> [WORK TASK]: Write out each record below exactly, but not the pictures.

> [TASK INPUTS]:
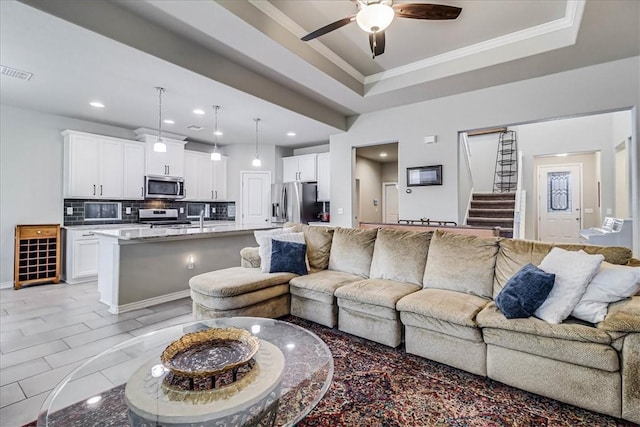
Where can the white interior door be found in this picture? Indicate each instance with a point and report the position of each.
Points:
(256, 198)
(390, 202)
(559, 203)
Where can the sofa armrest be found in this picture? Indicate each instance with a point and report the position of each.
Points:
(623, 316)
(250, 258)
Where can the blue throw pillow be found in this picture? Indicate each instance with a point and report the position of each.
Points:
(288, 257)
(525, 292)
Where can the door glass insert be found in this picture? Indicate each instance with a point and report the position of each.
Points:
(559, 192)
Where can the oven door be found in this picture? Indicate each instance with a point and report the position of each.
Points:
(161, 187)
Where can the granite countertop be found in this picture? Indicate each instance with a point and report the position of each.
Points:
(209, 230)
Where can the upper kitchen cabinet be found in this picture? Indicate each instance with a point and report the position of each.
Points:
(169, 163)
(93, 166)
(324, 177)
(133, 169)
(299, 168)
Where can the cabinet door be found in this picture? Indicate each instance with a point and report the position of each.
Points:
(85, 258)
(219, 179)
(133, 171)
(324, 181)
(205, 169)
(83, 166)
(111, 170)
(191, 175)
(289, 169)
(307, 168)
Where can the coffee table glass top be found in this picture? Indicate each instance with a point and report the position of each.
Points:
(128, 384)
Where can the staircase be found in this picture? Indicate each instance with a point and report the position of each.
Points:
(493, 210)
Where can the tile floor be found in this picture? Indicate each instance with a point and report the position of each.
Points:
(47, 331)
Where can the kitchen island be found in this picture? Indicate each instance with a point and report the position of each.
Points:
(140, 267)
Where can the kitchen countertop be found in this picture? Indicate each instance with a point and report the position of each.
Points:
(147, 234)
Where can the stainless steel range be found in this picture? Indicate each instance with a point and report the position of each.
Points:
(161, 217)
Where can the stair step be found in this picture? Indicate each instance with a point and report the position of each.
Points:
(494, 196)
(491, 213)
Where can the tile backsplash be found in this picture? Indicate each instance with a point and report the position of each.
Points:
(225, 211)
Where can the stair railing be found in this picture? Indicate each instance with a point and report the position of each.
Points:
(465, 153)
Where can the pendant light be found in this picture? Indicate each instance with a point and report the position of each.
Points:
(215, 155)
(159, 146)
(256, 161)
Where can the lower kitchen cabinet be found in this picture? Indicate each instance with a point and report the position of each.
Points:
(81, 256)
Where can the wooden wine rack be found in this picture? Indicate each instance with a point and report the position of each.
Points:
(37, 254)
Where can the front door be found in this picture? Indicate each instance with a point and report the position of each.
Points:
(559, 203)
(256, 198)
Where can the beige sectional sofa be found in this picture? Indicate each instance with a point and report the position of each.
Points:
(435, 292)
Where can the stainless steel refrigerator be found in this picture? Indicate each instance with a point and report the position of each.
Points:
(294, 202)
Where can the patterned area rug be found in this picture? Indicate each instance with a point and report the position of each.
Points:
(374, 385)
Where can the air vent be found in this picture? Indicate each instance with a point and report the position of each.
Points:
(12, 72)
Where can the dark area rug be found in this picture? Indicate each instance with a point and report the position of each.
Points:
(374, 385)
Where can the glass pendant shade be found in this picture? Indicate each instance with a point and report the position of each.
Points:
(375, 17)
(159, 146)
(215, 156)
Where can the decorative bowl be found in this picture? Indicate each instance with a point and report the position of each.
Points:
(209, 352)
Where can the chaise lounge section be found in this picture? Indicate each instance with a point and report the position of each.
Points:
(435, 291)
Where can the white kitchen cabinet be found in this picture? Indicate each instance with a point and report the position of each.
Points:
(81, 256)
(299, 168)
(219, 179)
(324, 177)
(93, 166)
(204, 178)
(133, 170)
(169, 163)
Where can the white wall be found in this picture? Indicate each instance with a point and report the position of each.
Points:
(31, 172)
(604, 87)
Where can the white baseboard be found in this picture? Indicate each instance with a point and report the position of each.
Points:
(116, 309)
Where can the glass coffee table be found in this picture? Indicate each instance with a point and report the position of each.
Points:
(128, 384)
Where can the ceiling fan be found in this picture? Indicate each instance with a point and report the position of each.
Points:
(374, 16)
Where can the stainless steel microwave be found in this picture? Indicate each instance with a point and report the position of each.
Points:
(164, 187)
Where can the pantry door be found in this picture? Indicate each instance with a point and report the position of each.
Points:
(256, 198)
(559, 203)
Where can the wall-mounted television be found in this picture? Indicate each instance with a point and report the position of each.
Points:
(424, 175)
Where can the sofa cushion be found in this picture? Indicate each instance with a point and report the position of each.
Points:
(515, 253)
(448, 252)
(400, 255)
(623, 316)
(236, 281)
(573, 330)
(320, 286)
(592, 355)
(288, 257)
(612, 284)
(449, 306)
(379, 292)
(525, 292)
(318, 241)
(352, 250)
(574, 271)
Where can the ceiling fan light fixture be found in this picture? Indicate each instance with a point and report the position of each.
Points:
(375, 17)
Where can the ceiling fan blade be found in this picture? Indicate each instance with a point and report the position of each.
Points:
(426, 11)
(376, 42)
(328, 28)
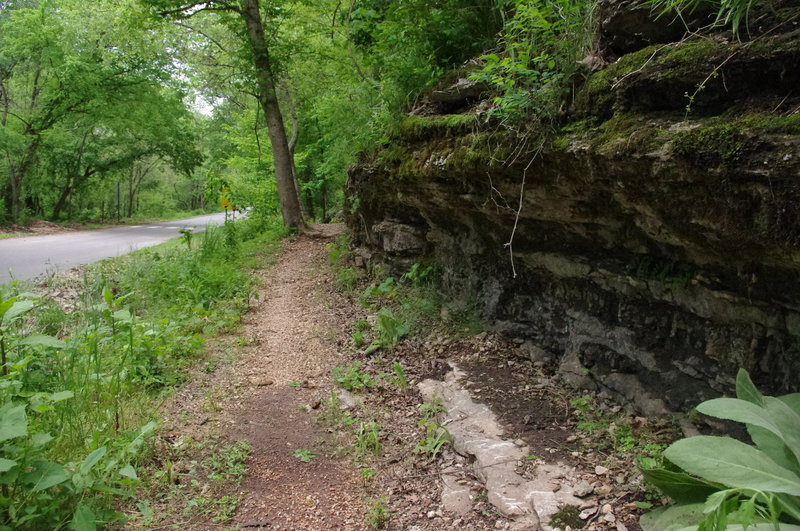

> [OUTPUT BELOW]:
Where can the white interior door be found in this picture? Indicate each instance with a point and report the position of each.
Points:
(256, 198)
(390, 202)
(559, 203)
Where can the sofa armrest be found in this picture? Indicate each instance with a point and report the position of each.
Points:
(623, 316)
(250, 258)
Where can the blue throw pillow be found in this picture? Indicate each instance with a point and report the position of each.
Points:
(288, 257)
(525, 292)
Where can the door glass insert be found in this picture? Indicate each instance with a point and report the position of each.
Points:
(559, 192)
Where can the oven door be found in this picture? Indicate each instance with a point and report the position of each.
Points:
(161, 187)
Where can the granite countertop be found in this picture? Indicate each instance with a point and report the position of each.
Points:
(209, 230)
Where can the upper kitchen cabinet be found in this picture? Indicate each instance with a point and report the position of each.
Points:
(169, 163)
(93, 166)
(324, 177)
(133, 169)
(299, 168)
Where can the cabinet door be found in this picture? Indicate each instance with a point and report the position of each.
Points:
(85, 258)
(219, 179)
(133, 171)
(324, 181)
(205, 169)
(83, 166)
(111, 170)
(191, 175)
(289, 169)
(307, 168)
Where can the coffee table glass top be found in this picture? Indicate each instance with a point and report the position of each.
Points:
(128, 384)
Where can the staircase be found in this picture? Indicate each instance with a point and report the position of each.
Points:
(493, 210)
Where can the tile floor be found in this picture? Indicate each instance with a point and report the position of each.
Points:
(47, 331)
Where can the kitchen island be found in this picture? Indicate each instance with a point and report the position of each.
Points:
(140, 267)
Where can the kitchen countertop be found in this picture? Indicate each instance with a point and report the position of each.
Points:
(147, 234)
Where can the stainless steel range be found in this picture? Indicate each instance with a point and report the position of each.
Points:
(161, 217)
Where can the stair step be found in this picture? Indicate each instance with a point and report the position of each.
Points:
(494, 196)
(491, 213)
Where can the tile backsplash be found in this picture? Indicate each instance with a point and report the position of each.
Points:
(225, 211)
Where can the stair railing be found in this picture? Indicate each instance with a point and report the position of each.
Points:
(465, 153)
Where can the pendant light be found in this picture? Indicate each instance with a point and report the position of each.
Points:
(215, 155)
(159, 146)
(256, 161)
Where can the lower kitchen cabinet be found in this picture? Indicate each instance with a point and report the position of each.
Points:
(81, 256)
Where can the wooden wine rack be found in this picture? Indicate each instance with a point and report the position of each.
Points:
(37, 254)
Where can the front door be found in this picture? Indicate each instance with a point and report the position of each.
Points:
(559, 203)
(256, 198)
Where can the beige sectional sofa be found in this picture? Indicate each instance with a point and report the position of each.
Points:
(435, 292)
Where can the stainless steel refrigerator be found in this picture? Indicate each instance with a point and report the position of each.
Points:
(294, 202)
Where can the patterned area rug be found in this picture? Indicate each instance with a point and report the position of each.
Points:
(374, 385)
Where can the air vent be found in this picture? Indicate each instance with a point and report the position of each.
Points:
(12, 72)
Where can the dark area rug be found in this picture? Indicate each instance with a point and report the position of each.
Points:
(374, 385)
Where can the glass pendant shade be found in this picture? Indicate each instance with a point and report the position of each.
Points:
(375, 17)
(159, 146)
(215, 156)
Where can the decorative bowl be found in this picture? Indicate each instance with a point and report the position of each.
Points:
(209, 352)
Where can the chaise lounge section be found in this picture? Indicate each instance with a point and report the position of each.
Points:
(435, 291)
Where can the white kitchen cabinet be found in this picture? Indicate each instance with a point and report the position of each.
Points:
(81, 256)
(299, 168)
(219, 179)
(324, 177)
(93, 166)
(204, 178)
(133, 170)
(169, 163)
Where can the white wall be found in this picture? Indicate each instance with a point and report the position of each.
Points:
(31, 172)
(604, 87)
Where can the white baseboard be found in this picture? Indicate each instance with a point and report the position of each.
Points:
(116, 309)
Where can the glass coffee table be found in this picture? Indicate each instance with a point and report the position of each.
Points:
(128, 384)
Where can the ceiling fan be found in this picture? Indicate each instance with a point and report the position of each.
Points:
(374, 16)
Where can the stainless steel microwave be found in this picture? Indicate each instance with a point and report the position of each.
Points:
(164, 187)
Where can the pantry door be found in this picture? Indicate each instance with a point and report the position of each.
Points:
(256, 198)
(559, 203)
Where can the wall-mounted television be found in this picture? Indicate each instance with a point and report the position of each.
Points:
(424, 175)
Where can the sofa cushion be found in this picture? Indicate each instance with a point and report the position of each.
Points:
(515, 253)
(448, 252)
(400, 255)
(623, 316)
(236, 281)
(573, 330)
(320, 286)
(592, 355)
(288, 257)
(612, 284)
(449, 306)
(379, 292)
(525, 292)
(318, 241)
(352, 250)
(574, 271)
Where can the ceiling fan light fixture be found in this picture? Indicate each instance with a point and report the position of each.
Points:
(375, 17)
Where can the ceiling fan blade be found in this picture? Indicate each instance with a point and report the position of each.
Points:
(426, 11)
(376, 42)
(328, 28)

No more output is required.